## RECORDS PROVIDED

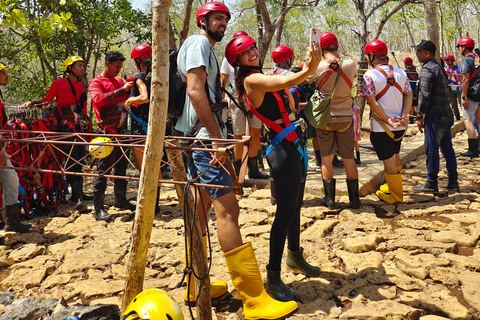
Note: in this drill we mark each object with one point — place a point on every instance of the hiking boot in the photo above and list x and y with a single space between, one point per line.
429 186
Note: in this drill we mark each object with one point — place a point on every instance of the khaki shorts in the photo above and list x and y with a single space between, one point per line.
239 120
335 141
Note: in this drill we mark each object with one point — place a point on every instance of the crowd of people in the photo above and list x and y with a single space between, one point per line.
274 100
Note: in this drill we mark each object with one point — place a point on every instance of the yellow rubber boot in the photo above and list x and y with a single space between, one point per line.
394 182
257 304
384 187
217 289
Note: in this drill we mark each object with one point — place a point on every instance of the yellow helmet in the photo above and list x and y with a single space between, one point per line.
100 152
153 304
69 61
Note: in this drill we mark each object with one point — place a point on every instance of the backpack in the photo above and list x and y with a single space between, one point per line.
474 91
177 89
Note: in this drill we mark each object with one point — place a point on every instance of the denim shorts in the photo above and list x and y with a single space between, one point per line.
216 175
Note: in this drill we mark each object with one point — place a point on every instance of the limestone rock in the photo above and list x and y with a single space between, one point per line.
361 244
471 288
457 237
26 252
356 262
419 266
436 299
384 309
90 258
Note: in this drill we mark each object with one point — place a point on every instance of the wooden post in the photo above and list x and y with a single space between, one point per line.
199 259
147 190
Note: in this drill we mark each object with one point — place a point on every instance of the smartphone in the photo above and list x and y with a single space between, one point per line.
315 36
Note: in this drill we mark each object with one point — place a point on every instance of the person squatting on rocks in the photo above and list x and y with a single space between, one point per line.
240 117
72 116
339 136
388 92
108 94
138 105
454 75
435 117
470 109
197 63
9 177
269 98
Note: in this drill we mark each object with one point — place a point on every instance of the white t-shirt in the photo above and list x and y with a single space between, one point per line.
392 100
227 69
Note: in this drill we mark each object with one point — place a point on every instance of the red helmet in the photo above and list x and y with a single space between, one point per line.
468 42
237 46
282 54
239 33
142 51
376 47
213 6
328 39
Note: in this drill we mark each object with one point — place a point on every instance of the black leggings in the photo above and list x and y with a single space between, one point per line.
286 170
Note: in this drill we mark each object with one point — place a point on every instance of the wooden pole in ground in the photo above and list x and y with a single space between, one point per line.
199 259
147 190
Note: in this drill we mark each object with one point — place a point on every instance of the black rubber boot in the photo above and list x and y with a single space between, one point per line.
297 263
253 172
237 165
337 161
100 213
318 158
260 160
273 195
429 186
357 159
13 222
352 186
329 188
472 149
80 205
121 201
276 288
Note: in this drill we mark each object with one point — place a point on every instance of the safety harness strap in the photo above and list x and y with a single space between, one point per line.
390 82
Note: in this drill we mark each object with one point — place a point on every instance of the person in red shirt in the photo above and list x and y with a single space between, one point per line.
109 93
71 99
9 177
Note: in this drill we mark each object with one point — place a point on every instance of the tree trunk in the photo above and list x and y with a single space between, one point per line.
147 190
432 25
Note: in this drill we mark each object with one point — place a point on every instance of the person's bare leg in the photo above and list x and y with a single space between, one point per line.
227 211
327 167
350 168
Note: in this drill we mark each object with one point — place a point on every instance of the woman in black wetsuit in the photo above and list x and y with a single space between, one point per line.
266 97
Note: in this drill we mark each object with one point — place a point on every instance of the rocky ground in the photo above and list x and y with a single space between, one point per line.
420 260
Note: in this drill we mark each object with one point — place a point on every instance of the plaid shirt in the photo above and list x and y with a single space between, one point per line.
433 92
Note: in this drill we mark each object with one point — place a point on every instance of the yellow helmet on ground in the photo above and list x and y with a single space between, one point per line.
153 304
69 61
100 152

## GIVEN TASK
Copy out all the records exactly, excluding pictures.

## WRITTEN SOLUTION
Note: in this drill we mark each object with one point — place a point on every instance of the hiking boot in the photo above and list x and y with a single space between, one point per line.
429 186
Note: in this drill we mark each object with one point — place a point on every instance of the khaki shorts in the photo above and list x and y with a single space between, one point per line.
239 120
335 141
Note: in this drill we mark each object with one point — place a point on every instance of the crowd of people in the photo above and list x and y with a single space between, one point per line.
274 100
Note: in this drill we mark each object with one point — place a point on every instance of the yellow rubber boot in the photo above and list x and y with a single space between, one point per line.
394 182
257 304
384 187
217 289
Note: in this drill we mark each object with one point — place a point on every instance of the yellow helmet in the photo above and list x and y with a single space between, one point per line.
100 152
153 304
69 61
Note: in this drill we mark each object with one point — place a point on every instance of the backpack in the photo above and list x and y with a single space between, one point per line.
474 91
177 89
Note: in this drill we mark each object with one point — place a point on every instance of the denim shorts in the photo above and list x and y with a single space between, one point per line.
216 175
Note: in this drill we mark each object with one point — place a point on every instance of the limestone rock in the photo above and list x and y with a single space between, one point per line.
361 244
471 288
457 237
26 252
356 262
419 266
436 299
384 309
90 258
Note: in this drill we mark each object with one point — place a point on every instance of the wooden post in the photo above and list x and y with a single space between, one point per line.
199 259
147 190
Note: in this drill we mark each object with one point — place a point on every instance of the smartphone in the photo above and list x and y with a single space between, one point per line.
315 36
Note: in this drill we mark each object with one point — place a point on every instance of the person squatting on rocks in the photo above and list x and y with a single space between, one point per line.
240 117
72 116
339 136
388 92
108 94
138 105
454 75
435 117
470 109
197 63
9 177
269 98
Note: in this drill we mark each object with one point — place a point on every instance of the white t-shirt in the photo above and list x and y with a single space between, one point per line.
392 100
227 69
Note: in this drill we mark each object with one point — place a point on every instance of the red helmet in the photo above and list x and y with a single space between, one point per line.
468 42
237 46
282 54
239 33
142 51
376 47
213 6
328 39
Note: in this drill we mark each object with one point — place a point on every instance of the black leggings in the photo above and list x and y with a single space between, one point per line.
286 170
Note: in this drill we mark each object with one point — place a point on every instance of the wooden pole in ground in the photo above and list x and y with a single space between, one point per line.
199 259
147 190
Note: in this drill we mark each object with one point — place a point on every instance of the black rubber boot in the photo above and list x and y with a single space between, one point per line.
297 263
253 172
237 165
337 161
100 213
318 158
260 160
273 195
429 186
357 159
13 222
352 186
329 188
472 149
80 205
121 201
276 288
Note: in this drill we mark each object with one point — place a point on every instance of the safety harness strap in the photo above and list x and y with a single space between, one point per line.
390 82
Note: in this drill we mark each object with one point — place a point on every instance of the person in red shirt in the photo above and list x and y with a single space between, one point per line.
109 93
71 99
9 177
Note: in this drill we mark each object with one point — place a point on every instance of the tree trunk in the photo above and list x and y with a single space between, one point per line.
147 190
432 25
Note: in this drill we mark each object with one point — place a point on every instance of the person's bare leg in the photo above and list x and y with a single space between, one point per line.
227 211
327 167
350 168
Note: in this drill we mark each object with one point — place a point on every instance of the woman in black wetsuit in the photo above and list x and y with a single space between, one point per line.
266 97
Note: in this drill we mark each object with one point — place a point on every instance of the rocky ground in the photo above and list x and y with a single space between, one point per line.
420 260
Note: in this drill we mark each object with one point — place a point on every instance of the plaid shirt in the photo above and list x and y with a single space between, one point per line.
433 92
Note: in this drill we mark each object with one point — place a point on every instance of the yellow helmet on ground in the photo above and list x and y with a single space between, one point per line.
153 304
69 61
100 152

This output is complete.